→ À faire:
• a. Dans l'extrait sur l'expérience de Gick et Holyoak, quelle proportion des élèves de la troisième condition a trouvé la solution de convergence ?
• b. Relevez chaque pourcentage cité dans l'extrait sur l'expérience de Gick et Holyoak, avec le groupe d'élèves auquel il se rapporte.
• c. Écrivez la suite de l'extrait sur l'expérience de Gick et Holyoak, en partant de sa dernière phrase.

→ Extrait:

>>>

La solution consiste à diviser le rayon en plusieurs rayons de faible intensité qui convergent sur la tumeur de sources différentes, détruisant ainsi la tumeur sans détruire les tissus environnants.
Gick et Holyoak (1980) ont constaté que 10 % des étudiants ont trouvé la solution de convergence au problème du rayonnement par eux-mêmes, sans avoir besoin d’aucune information supplémentaire.
Les élèves d’une deuxième condition ont lu une histoire analogue avant de résoudre le problème. L’histoire était celle d’un général qui voulait conquérir une citadelle. Pour y arriver, il devait diviser son armée en plusieurs petits groupes qui convergeaient vers la citadelle depuis différentes directions. Cela leur permettait de ne pas être remarqués avant l’attaque. L’histoire analogue fournissait un exemple narratif d’une solution de convergence qui pouvait être utile pour résoudre le problème des radiations.
Parmi les élèves qui ont lu l’histoire analogue avant de résoudre le problème, environ 30 % ont trouvé la solution de convergence.
Les élèves d’une troisième condition ont lu une histoire analogue, mais il leur a été demandé de penser à l’histoire originale lorsqu’ils ont résolu le problème. 80 % des élèves ont alors trouvé la solution de convergence.
Comment expliquer cette amélioration spectaculaire des performances en matière de résolution de problèmes ?
Les apprenants encodent leurs connaissances sous forme de schémas, qui peuvent être utilisés pour résoudre des problèmes futurs. La lecture d’une histoire analogue a amélioré la résolution de problèmes par rapport au fait de ne pas la lire, car l’histoire a donné aux apprenants un exemple ou un schéma de la solution de convergence.
La troisième condition juxtapose les deux expériences.
De nombreux élèves ont alors pu comprendre la structure profonde de l’histoire analogue et pouvaient l’appliquer pour résoudre le problème de radiation. Ils possédaient les connaissances nécessaires pour résoudre le problème, tout comme dans l’expérience de Tulving et Pearlstone.
La différence critique entre les conditions ne concernait pas les connaissances encodées ou les schémas abstraits. L’effet le plus important sur la résolution du problème s’est produit lorsque les conditions de récupération ont été modifiées. II y avait l’ajout d’un rappel indicé.
Cela nous montre que le contexte de récupération est extrêmement influent dans la performance de résolution de problèmes.
Comprendre l’importance de la disponibilité des indices dans les contextes d’apprentissage et de récupération
Les connaissances ne peuvent être examinées dans le vide, hors de tout contexte de récupération.

<<<

→ Données fournies:
>>>

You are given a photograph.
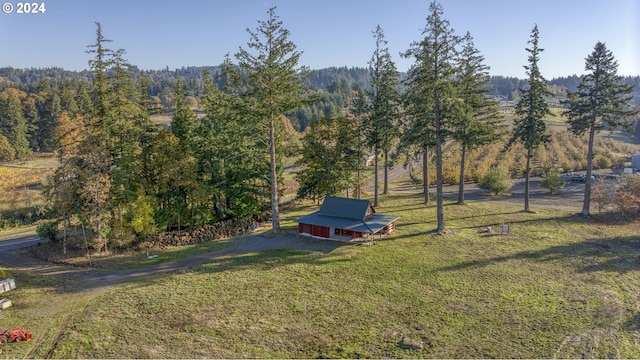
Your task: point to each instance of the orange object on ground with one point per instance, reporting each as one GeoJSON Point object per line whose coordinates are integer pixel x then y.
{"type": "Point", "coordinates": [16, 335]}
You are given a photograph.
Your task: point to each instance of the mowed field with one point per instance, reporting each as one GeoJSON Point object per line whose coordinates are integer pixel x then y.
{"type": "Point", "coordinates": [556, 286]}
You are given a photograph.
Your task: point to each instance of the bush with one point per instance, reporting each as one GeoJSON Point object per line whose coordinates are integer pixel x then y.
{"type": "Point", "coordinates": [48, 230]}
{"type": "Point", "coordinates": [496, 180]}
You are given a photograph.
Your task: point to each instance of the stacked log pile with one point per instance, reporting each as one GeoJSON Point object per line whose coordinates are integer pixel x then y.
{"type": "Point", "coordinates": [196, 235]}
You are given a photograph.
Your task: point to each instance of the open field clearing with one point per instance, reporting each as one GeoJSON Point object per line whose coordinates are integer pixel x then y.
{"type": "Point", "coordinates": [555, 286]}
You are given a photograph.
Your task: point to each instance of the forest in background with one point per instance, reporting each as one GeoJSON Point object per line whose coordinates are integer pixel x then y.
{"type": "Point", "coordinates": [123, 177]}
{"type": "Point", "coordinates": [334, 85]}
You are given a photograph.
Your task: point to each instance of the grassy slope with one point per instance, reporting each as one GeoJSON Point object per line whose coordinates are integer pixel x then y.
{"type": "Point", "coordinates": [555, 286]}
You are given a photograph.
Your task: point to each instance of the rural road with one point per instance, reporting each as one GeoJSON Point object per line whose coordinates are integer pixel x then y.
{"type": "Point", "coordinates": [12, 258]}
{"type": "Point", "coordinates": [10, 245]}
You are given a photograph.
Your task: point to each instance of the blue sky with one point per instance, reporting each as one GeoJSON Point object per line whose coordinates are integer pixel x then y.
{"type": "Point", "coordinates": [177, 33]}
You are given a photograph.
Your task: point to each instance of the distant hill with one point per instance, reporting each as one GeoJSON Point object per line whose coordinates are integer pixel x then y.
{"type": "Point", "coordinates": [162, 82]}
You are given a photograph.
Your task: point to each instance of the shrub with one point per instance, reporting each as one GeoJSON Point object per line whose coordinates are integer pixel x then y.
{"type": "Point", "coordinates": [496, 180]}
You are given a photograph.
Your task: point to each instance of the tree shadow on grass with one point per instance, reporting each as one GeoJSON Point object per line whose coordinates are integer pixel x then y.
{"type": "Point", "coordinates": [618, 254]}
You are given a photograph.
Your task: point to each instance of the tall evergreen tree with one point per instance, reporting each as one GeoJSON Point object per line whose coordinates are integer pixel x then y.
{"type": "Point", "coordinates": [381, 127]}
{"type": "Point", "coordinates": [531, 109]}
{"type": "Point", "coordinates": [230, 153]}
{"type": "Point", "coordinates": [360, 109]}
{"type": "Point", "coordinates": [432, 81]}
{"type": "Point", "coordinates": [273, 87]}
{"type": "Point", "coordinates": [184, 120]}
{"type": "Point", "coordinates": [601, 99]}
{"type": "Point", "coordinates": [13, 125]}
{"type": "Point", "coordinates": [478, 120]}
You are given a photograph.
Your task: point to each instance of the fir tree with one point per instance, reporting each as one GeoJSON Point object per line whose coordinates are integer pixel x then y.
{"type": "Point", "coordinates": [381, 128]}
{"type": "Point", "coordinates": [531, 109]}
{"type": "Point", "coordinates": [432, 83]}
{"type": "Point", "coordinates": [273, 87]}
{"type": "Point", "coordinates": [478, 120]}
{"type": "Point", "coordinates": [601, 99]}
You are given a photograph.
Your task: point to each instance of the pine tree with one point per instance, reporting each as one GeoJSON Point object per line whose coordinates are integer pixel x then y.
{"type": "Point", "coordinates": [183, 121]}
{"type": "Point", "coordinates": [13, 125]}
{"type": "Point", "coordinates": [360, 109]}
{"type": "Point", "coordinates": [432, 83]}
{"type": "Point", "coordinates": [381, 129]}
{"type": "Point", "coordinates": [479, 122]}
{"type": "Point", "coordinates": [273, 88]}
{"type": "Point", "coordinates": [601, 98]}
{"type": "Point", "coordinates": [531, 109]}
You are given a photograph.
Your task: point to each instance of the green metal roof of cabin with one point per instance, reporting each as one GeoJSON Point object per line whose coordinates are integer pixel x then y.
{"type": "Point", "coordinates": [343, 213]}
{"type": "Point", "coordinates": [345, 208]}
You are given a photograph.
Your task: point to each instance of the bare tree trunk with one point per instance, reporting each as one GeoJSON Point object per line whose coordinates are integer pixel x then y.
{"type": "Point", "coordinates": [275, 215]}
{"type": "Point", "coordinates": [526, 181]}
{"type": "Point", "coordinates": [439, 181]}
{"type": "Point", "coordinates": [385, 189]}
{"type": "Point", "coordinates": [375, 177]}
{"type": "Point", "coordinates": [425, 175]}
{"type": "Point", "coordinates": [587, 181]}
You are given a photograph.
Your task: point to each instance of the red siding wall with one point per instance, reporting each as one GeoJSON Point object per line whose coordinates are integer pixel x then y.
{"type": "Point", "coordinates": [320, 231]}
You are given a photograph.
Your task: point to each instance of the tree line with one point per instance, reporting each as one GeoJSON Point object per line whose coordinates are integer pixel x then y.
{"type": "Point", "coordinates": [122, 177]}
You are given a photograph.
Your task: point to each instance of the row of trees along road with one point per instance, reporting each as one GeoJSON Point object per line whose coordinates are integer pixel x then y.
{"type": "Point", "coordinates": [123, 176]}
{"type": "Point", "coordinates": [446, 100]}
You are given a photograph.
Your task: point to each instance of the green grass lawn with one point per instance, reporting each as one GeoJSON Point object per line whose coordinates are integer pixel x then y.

<<<

→ Réponses par tâche:
• a. 80 % des élèves de la troisième condition ont trouvé la solution de convergence.

• b.
- 10 % : les étudiants qui ont résolu le problème par eux-mêmes, sans aucune information supplémentaire
- 30 % environ : les élèves qui ont lu l'histoire analogue avant de résoudre le problème (deuxième condition)
- 80 % : les élèves qui ont lu l'histoire analogue et à qui l'on a demandé d'y penser pendant la résolution (troisième condition)

• c.
La seule façon d’examiner l’apprentissage est d’amener les apprenants à s’engager dans une forme quelconque de processus de récupération.
La disponibilité des indices est un élément crucial de l’apprentissage, car toutes les déductions sur ce qu’un individu connait dépendent des indices fournis dans un contexte de récupération.
Dès lors, dans un contexte d’enseignement et d’apprentissage, il est essentiel de tenir compte :
- Des indices de récupération disponibles dans un contexte particulier, dans une question ou dans un énoncé.
- De la façon dont les élèves interprètent ces indices.
Lorsque les connaissances des élèves sont évaluées à l’école, nous leur donnons des indices de récupération et nous leur demandons de reconstruire leurs connaissances pour coordonner leurs actions dans un contexte de récupération donné.
Il peut s’agir de répondre à des questions de savoir-faire ou de résoudre des tâches de transfert.
Un parcours typique d’élève dans une perspective de récupération
Imaginons Julie, une élève de début de secondaire. Elle étudie actuellement la géométrie, plus particulièrement le calcul de volume et de surface d’objets. Son parcours se fait en trois temps.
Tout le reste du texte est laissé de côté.